---- INFORMATION SHOWN

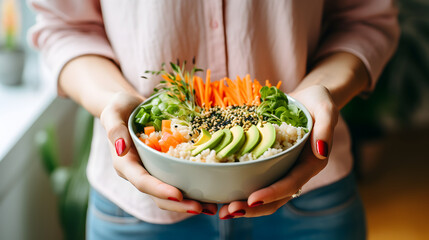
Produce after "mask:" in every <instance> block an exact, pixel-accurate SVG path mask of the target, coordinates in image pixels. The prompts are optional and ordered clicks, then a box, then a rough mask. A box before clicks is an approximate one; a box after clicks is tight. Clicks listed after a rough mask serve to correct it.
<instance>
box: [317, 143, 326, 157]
mask: <svg viewBox="0 0 429 240" xmlns="http://www.w3.org/2000/svg"><path fill="white" fill-rule="evenodd" d="M316 148H317V152H318V153H319V154H320V155H322V156H324V157H327V156H328V144H327V143H326V142H325V141H322V140H317V142H316Z"/></svg>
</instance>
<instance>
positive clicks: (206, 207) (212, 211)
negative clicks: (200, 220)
mask: <svg viewBox="0 0 429 240" xmlns="http://www.w3.org/2000/svg"><path fill="white" fill-rule="evenodd" d="M201 206H202V208H203V210H202V211H201V213H204V214H207V215H215V214H216V212H217V204H213V203H201Z"/></svg>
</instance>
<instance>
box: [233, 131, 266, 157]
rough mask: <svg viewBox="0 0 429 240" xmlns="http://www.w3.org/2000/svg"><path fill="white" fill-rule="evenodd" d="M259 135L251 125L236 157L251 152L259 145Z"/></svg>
mask: <svg viewBox="0 0 429 240" xmlns="http://www.w3.org/2000/svg"><path fill="white" fill-rule="evenodd" d="M260 139H261V134H260V133H259V130H258V128H257V127H256V126H255V125H252V126H251V127H250V128H249V130H247V131H246V141H245V142H244V145H243V147H241V149H240V151H238V155H240V156H243V155H244V154H246V153H248V152H250V151H252V149H253V148H254V147H255V146H256V145H257V144H258V143H259V140H260Z"/></svg>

--------

● TASK DETAILS
Your task is to retype the entries verbatim, starting with the line that holds "positive clicks: (206, 207) (212, 211)" and stopping after the line that holds "box: [233, 131, 266, 157]".

● WRITTEN SOLUTION
positive clicks: (206, 207) (212, 211)
negative clicks: (200, 220)
mask: <svg viewBox="0 0 429 240" xmlns="http://www.w3.org/2000/svg"><path fill="white" fill-rule="evenodd" d="M201 206H202V208H203V210H202V211H201V213H204V214H207V215H215V214H216V212H217V204H213V203H201Z"/></svg>
</instance>
<instance>
box: [233, 131, 266, 157]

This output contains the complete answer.